▶ **Data for this task**
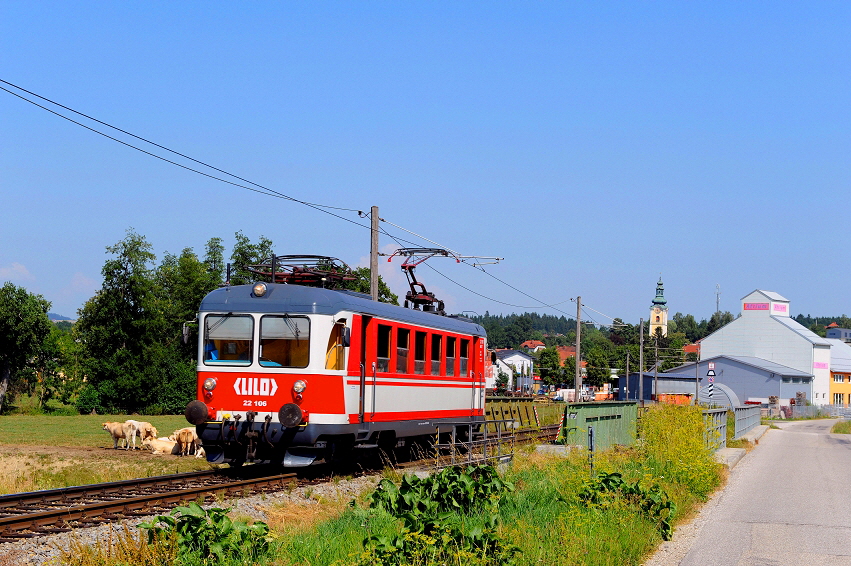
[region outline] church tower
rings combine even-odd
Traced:
[[[656,298],[650,305],[650,336],[656,333],[656,329],[662,329],[662,336],[668,335],[668,301],[665,300],[665,286],[662,278],[656,283]]]

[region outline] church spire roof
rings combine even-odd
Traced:
[[[653,306],[663,307],[668,304],[665,299],[665,285],[662,283],[662,277],[659,277],[659,282],[656,283],[656,298],[653,299]]]

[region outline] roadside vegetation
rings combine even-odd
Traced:
[[[830,429],[834,434],[851,434],[851,421],[839,421]]]
[[[390,472],[353,501],[271,506],[268,521],[254,523],[255,535],[239,544],[262,550],[250,563],[293,566],[640,564],[724,477],[704,446],[700,410],[673,405],[647,411],[634,446],[598,453],[595,472],[592,477],[586,453],[530,450],[502,473],[458,467],[419,479]],[[203,522],[195,514],[192,521]],[[241,532],[249,532],[251,522],[243,523]],[[128,532],[99,550],[76,549],[63,563],[188,563],[168,538],[174,533],[149,538],[151,532]]]

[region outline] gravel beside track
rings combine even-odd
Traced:
[[[282,503],[318,504],[318,499],[353,499],[366,489],[371,489],[380,480],[380,476],[364,476],[359,478],[329,481],[316,485],[298,487],[292,491],[278,491],[251,497],[242,497],[224,502],[216,502],[205,507],[233,507],[237,515],[249,516],[253,519],[266,520],[266,510]],[[153,517],[153,516],[151,516]],[[124,532],[125,526],[130,532],[138,531],[136,525],[151,517],[135,517],[87,529],[76,529],[68,533],[25,539],[19,542],[0,544],[0,566],[29,566],[36,564],[58,564],[61,550],[69,548],[75,538],[83,544],[96,544],[99,540],[107,540]]]

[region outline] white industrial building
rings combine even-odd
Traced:
[[[830,346],[790,317],[788,299],[756,290],[742,298],[739,318],[701,341],[700,359],[747,356],[793,368],[812,376],[810,401],[823,405],[830,403]]]

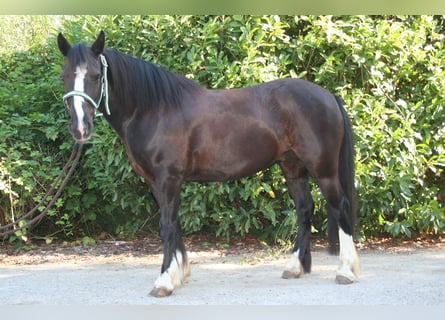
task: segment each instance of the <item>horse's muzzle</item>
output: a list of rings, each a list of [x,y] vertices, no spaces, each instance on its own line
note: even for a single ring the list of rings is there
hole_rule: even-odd
[[[69,125],[69,132],[77,143],[83,144],[91,139],[93,123],[88,120],[76,121],[72,119]]]

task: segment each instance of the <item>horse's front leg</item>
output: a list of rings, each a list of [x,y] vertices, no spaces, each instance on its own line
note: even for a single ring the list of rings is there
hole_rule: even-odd
[[[166,297],[185,282],[190,275],[190,268],[178,216],[180,183],[164,184],[158,190],[162,190],[162,194],[160,192],[154,194],[161,210],[160,233],[164,259],[161,274],[155,281],[150,295]]]

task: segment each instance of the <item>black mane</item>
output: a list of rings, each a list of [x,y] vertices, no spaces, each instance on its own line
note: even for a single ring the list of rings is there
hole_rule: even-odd
[[[185,92],[201,88],[183,75],[130,55],[115,50],[106,50],[104,55],[110,90],[121,105],[175,109],[181,106]]]

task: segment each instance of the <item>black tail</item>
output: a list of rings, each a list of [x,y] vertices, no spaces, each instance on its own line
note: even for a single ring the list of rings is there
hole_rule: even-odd
[[[339,160],[339,176],[340,184],[343,192],[348,200],[348,204],[345,205],[348,215],[348,223],[351,226],[352,235],[355,235],[356,227],[356,191],[355,191],[355,151],[354,151],[354,133],[352,131],[351,120],[343,107],[344,101],[335,96],[338,107],[343,116],[343,123],[345,126],[343,141],[340,150]],[[334,218],[328,218],[328,237],[329,237],[329,251],[331,253],[338,252],[338,224]]]

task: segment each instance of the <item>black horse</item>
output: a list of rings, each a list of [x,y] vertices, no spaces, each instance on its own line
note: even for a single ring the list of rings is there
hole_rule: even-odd
[[[340,98],[290,78],[208,90],[149,62],[104,50],[103,32],[91,47],[71,46],[59,34],[58,46],[66,57],[63,100],[73,138],[90,139],[96,109],[103,112],[159,205],[164,259],[151,295],[170,295],[190,274],[178,218],[182,182],[239,179],[274,163],[283,170],[299,219],[282,277],[310,272],[312,176],[327,200],[331,251],[339,242],[336,282],[356,280],[353,133]]]

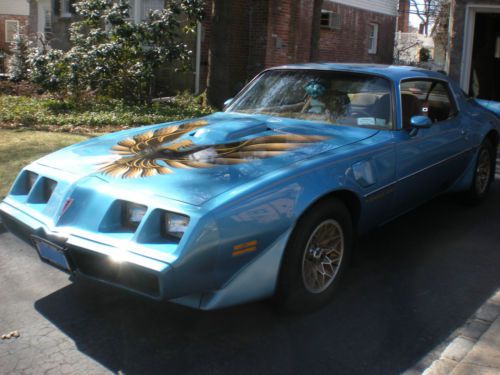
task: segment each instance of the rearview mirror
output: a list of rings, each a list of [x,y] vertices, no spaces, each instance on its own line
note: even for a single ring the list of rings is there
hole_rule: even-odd
[[[412,116],[410,125],[412,128],[430,128],[432,121],[427,116]]]

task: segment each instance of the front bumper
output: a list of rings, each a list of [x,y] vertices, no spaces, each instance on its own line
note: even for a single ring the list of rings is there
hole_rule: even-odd
[[[55,232],[16,207],[0,203],[5,227],[33,246],[36,235],[65,249],[70,273],[83,275],[143,296],[161,300],[162,276],[170,265],[139,254],[112,247],[72,233]]]

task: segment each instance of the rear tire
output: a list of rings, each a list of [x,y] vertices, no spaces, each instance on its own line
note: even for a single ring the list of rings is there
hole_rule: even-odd
[[[339,201],[323,201],[298,222],[285,249],[275,301],[290,312],[328,303],[347,268],[353,224]]]
[[[485,139],[479,148],[474,178],[467,192],[468,201],[472,204],[481,203],[488,195],[495,176],[495,151],[489,139]]]

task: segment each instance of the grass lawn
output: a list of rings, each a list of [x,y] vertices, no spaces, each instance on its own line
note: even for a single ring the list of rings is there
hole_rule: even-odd
[[[88,137],[66,133],[0,129],[0,199],[22,167],[57,149]]]

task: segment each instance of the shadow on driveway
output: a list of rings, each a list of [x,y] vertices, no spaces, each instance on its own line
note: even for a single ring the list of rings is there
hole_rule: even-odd
[[[200,312],[76,283],[36,309],[126,374],[396,374],[439,345],[500,284],[500,186],[481,207],[443,197],[365,236],[329,306],[265,302]]]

▶ **Problem to work on**
Pictures should be left out when the records above are restated exactly.

▶ **Output below**
[region outline] church tower
rings combine even-odd
Traced:
[[[656,298],[650,305],[650,336],[656,333],[656,329],[662,329],[662,336],[668,335],[668,301],[665,300],[665,286],[662,278],[656,283]]]

[region outline] church spire roof
rings combine even-odd
Traced:
[[[653,306],[663,307],[668,304],[665,299],[665,285],[662,283],[662,277],[659,277],[659,282],[656,283],[656,298],[653,299]]]

[region outline] roadside vegetation
rings combine even-odd
Traced:
[[[830,429],[834,434],[851,434],[851,421],[839,421]]]
[[[390,472],[353,501],[271,506],[268,521],[254,523],[255,535],[239,544],[262,550],[250,563],[293,566],[640,564],[724,477],[704,446],[700,410],[673,405],[647,411],[634,446],[598,453],[595,472],[592,477],[586,453],[530,450],[502,473],[458,467],[419,479]],[[203,522],[195,514],[192,521]],[[241,532],[249,532],[251,522],[243,523]],[[128,532],[99,550],[76,549],[63,563],[188,563],[168,538],[174,533],[149,538],[151,532]]]

[region outline] gravel beside track
rings combine even-odd
Traced:
[[[282,503],[318,504],[318,499],[353,499],[366,489],[371,489],[380,480],[380,476],[364,476],[359,478],[329,481],[316,485],[298,487],[292,491],[278,491],[251,497],[242,497],[224,502],[216,502],[205,507],[233,507],[237,515],[249,516],[253,519],[266,520],[266,510]],[[153,517],[153,516],[151,516]],[[124,532],[125,526],[130,532],[138,531],[136,525],[151,517],[135,517],[87,529],[76,529],[68,533],[25,539],[19,542],[0,544],[0,566],[29,566],[36,564],[58,564],[61,550],[69,548],[75,538],[83,544],[96,544],[99,540],[107,540]]]

[region outline] white industrial building
rings combine even-odd
Traced:
[[[830,346],[790,317],[788,299],[756,290],[742,298],[739,318],[701,341],[700,359],[747,356],[793,368],[812,376],[810,401],[823,405],[830,403]]]

task: segment each instance of the <item>horse's muzzle</item>
output: a list of rings, each a list of [x,y] vertices, no spaces, each instance on its own line
note: even for a single ring the list of rings is there
hole_rule: even-odd
[[[69,125],[69,132],[77,143],[83,144],[91,139],[93,123],[88,120],[76,121],[72,119]]]

task: segment each instance of the <item>horse's front leg</item>
output: a list of rings, each a list of [x,y] vertices, no spaces, each instance on its own line
note: even for a single ring the list of rings is there
hole_rule: even-odd
[[[166,297],[185,282],[190,275],[190,268],[178,216],[180,183],[164,184],[158,190],[162,190],[162,194],[160,192],[154,194],[161,210],[160,233],[164,259],[161,274],[155,281],[150,295]]]

task: segment each instance of the <item>black mane</item>
output: a list of rings, each a list of [x,y] vertices, no spaces, each instance on its own line
note: even for a single ring the list of rings is there
hole_rule: even-odd
[[[185,92],[201,88],[183,75],[130,55],[115,50],[106,50],[104,55],[110,90],[121,105],[175,109],[181,106]]]

task: segment each instance of the <item>black tail</item>
output: a list of rings, each a list of [x,y] vertices, no spaces, each instance on its own line
note: even for a single ring the list of rings is there
hole_rule: even-odd
[[[339,160],[339,176],[340,184],[343,192],[348,200],[348,204],[345,205],[348,215],[348,223],[351,226],[352,235],[355,235],[356,227],[356,191],[355,191],[355,151],[354,151],[354,133],[352,131],[351,120],[343,107],[344,101],[335,96],[338,107],[343,116],[343,123],[345,126],[343,141],[340,150]],[[334,218],[328,218],[328,237],[329,237],[329,251],[331,253],[338,252],[338,224]]]

task: segment each instance of the <item>black horse</item>
output: a list of rings, each a list of [x,y] vertices, no spaces, each instance on its own line
note: even for a single ring the list of rings is there
hole_rule: even-odd
[[[340,98],[290,78],[208,90],[149,62],[104,50],[103,32],[91,47],[71,46],[59,34],[58,46],[66,57],[63,100],[73,138],[90,139],[96,109],[103,112],[159,205],[164,259],[151,295],[170,295],[190,274],[178,218],[182,182],[239,179],[274,163],[283,170],[299,219],[282,277],[310,272],[312,176],[327,200],[331,251],[339,242],[336,282],[356,280],[353,133]]]

task: segment each instance of the rearview mirror
output: a list of rings, each a list of [x,y] vertices, no spaces, each instance on its own line
note: even for a single ring the list of rings is there
hole_rule: even-odd
[[[412,116],[410,125],[412,128],[430,128],[432,121],[427,116]]]

task: segment each instance of the front bumper
output: a list of rings, each a list of [x,y] vertices, no spaces, each instance on its own line
note: even for a single ring the list of rings is there
hole_rule: even-odd
[[[55,232],[16,207],[0,203],[5,227],[33,246],[36,235],[65,249],[70,273],[83,275],[143,296],[161,300],[162,276],[170,265],[139,254],[112,247],[72,233]]]

task: segment each instance of the rear tire
output: a list of rings, each a list of [x,y] vertices, no spaces, each instance on its own line
note: even for a single ring the list of rings is there
hole_rule: even-odd
[[[339,201],[323,201],[298,222],[285,249],[275,301],[290,312],[328,303],[347,268],[353,224]]]
[[[485,139],[479,148],[474,178],[467,192],[468,201],[472,204],[481,203],[488,195],[495,176],[495,151],[489,139]]]

task: segment each instance of the grass lawn
output: a list of rings, each a list of [x,y] vertices, no spaces, each instance on its own line
note: even for a single ring the list of rings is there
hole_rule: even-odd
[[[88,137],[66,133],[0,129],[0,199],[22,167],[57,149]]]

task: segment each instance of the shadow on driveway
output: a list of rings, each a list of [x,y] vertices, no spaces, each instance on its own line
note: even for a single ring the list of rings is there
hole_rule: even-odd
[[[200,312],[76,283],[36,309],[126,374],[396,374],[439,345],[500,284],[500,186],[481,207],[443,197],[365,236],[329,306],[265,302]]]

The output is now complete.